Addendum 7 to Supply and Offtake Agreement Between New Rise Renewables Reno, LLC (as successor to Ryze Renewables Reno, LLC) and Phillips 66 Company
Exhibit 10.39
ADDENDUM 7
This Addendum 7 (the “Addendum”) is made and entered into this day of May, 2024 to that certain SUPPLY AND OFFTAKE AGREEMENT, as amended (the “Agreement”) by and between NEW RISE RENEWABLES RENO, LLC (“Rise”), a limited liability company formed under the laws of the state of Delaware, and PHILLIPS 66 COMPANY (“Phillips 66”) a corporation incorporated under the laws of Delaware dated May 23rd, 2017.
WHEREAS, unless expressly amended below, the Parties desire that all recitals, definitions, terms and conditions shall remain unchanged and in full force and effect, now, therefore, in consideration of the premises, conditions, term and agreements contained in the Agreement, Rise and Phillips 66 hereby agree to amend the Agreement as follows:
1. | Section l. l of the Agreement is hereby amended to add definitions as follows: |
1.1. | Definitions. |
“Index Jet Price” has the meaning given in Section 4.5.2.
“Logistics Cost” has the meaning given in Section 4.5.4.

**Material shown**
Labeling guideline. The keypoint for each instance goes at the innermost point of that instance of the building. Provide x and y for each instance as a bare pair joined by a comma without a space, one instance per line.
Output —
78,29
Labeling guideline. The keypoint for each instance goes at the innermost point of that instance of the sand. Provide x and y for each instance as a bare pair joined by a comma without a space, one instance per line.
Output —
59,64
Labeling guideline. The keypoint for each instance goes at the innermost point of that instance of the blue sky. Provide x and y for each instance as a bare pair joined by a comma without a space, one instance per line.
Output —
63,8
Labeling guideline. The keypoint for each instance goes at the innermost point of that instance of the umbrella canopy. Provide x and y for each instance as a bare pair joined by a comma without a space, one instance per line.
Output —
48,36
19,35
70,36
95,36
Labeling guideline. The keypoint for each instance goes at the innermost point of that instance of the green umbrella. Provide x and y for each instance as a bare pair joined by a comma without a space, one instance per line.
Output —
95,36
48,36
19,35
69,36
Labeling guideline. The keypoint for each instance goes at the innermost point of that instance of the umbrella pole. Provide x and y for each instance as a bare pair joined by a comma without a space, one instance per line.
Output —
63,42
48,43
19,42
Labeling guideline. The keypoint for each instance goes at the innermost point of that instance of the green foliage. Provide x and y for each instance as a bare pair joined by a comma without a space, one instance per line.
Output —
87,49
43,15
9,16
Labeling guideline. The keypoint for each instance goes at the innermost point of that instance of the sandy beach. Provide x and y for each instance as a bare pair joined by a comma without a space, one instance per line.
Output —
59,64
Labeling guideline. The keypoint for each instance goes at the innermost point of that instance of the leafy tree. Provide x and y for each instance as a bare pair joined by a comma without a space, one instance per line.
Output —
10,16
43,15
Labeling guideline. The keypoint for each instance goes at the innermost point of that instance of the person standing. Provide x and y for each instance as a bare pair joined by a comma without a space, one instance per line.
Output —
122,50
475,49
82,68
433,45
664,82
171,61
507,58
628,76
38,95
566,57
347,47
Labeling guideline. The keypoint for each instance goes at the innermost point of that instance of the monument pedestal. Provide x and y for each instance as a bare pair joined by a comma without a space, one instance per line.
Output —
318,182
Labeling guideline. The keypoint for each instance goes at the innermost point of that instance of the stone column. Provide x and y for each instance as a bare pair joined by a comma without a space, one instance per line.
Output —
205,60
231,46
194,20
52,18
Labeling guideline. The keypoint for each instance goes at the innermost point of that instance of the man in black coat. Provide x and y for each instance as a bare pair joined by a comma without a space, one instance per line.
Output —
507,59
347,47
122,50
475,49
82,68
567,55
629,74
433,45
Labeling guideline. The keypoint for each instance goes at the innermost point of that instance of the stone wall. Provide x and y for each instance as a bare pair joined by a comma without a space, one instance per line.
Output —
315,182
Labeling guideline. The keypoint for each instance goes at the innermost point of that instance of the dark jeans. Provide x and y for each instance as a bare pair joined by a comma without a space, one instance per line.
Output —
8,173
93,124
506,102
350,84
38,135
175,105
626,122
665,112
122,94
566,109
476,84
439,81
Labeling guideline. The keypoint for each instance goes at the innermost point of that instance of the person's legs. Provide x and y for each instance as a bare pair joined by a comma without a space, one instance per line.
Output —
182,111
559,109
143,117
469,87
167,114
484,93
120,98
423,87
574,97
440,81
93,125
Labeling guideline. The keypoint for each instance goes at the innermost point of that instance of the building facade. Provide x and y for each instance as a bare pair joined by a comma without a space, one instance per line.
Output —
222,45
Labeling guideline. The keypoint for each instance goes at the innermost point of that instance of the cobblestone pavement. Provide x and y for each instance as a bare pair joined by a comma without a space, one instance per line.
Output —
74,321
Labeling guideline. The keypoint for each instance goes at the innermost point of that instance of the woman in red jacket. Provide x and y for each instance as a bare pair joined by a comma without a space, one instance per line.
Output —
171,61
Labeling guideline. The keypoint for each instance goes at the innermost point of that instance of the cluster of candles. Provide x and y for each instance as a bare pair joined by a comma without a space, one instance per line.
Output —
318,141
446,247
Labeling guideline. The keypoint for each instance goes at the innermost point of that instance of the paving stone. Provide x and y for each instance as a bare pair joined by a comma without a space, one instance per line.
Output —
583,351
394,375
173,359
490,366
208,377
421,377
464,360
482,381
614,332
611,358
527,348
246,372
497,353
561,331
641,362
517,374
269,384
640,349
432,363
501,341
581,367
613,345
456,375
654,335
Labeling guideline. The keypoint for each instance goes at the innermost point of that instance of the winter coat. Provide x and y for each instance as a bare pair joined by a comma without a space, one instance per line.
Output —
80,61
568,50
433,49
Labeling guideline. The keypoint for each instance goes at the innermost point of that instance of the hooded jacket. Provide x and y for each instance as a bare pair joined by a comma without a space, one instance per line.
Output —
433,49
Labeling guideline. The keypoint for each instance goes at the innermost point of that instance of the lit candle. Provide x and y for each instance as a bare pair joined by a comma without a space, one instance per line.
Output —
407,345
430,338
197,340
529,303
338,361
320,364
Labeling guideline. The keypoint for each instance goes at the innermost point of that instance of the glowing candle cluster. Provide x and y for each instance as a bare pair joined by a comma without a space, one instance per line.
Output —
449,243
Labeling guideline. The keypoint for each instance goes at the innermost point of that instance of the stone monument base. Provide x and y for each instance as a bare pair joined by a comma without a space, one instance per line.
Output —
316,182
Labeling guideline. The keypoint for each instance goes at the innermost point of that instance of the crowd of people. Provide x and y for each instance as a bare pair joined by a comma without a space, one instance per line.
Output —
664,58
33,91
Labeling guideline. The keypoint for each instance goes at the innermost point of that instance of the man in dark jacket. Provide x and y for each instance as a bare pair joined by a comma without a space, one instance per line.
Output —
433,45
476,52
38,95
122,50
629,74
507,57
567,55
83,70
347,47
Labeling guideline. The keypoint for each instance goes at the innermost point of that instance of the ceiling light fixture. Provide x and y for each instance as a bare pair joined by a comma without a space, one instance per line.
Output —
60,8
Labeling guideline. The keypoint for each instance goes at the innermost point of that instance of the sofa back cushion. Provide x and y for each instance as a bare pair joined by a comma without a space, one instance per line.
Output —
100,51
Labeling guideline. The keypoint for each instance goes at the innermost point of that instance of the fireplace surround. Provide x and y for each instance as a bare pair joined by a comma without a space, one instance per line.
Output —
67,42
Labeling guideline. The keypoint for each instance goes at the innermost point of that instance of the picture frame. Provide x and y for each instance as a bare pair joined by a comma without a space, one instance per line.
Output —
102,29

**The exercise**
Answer these questions from the addendum text:
(a) What company name does New Rise Renewables Reno, LLC succeed?
(b) Under the laws of which state is Phillips 66 Company incorporated?
(c) Which section gives the meaning of "Logistics Cost"?

**Correct output**
(a) Ryze Renewables Reno, LLC
(b) Delaware
(c) Section 4.5.4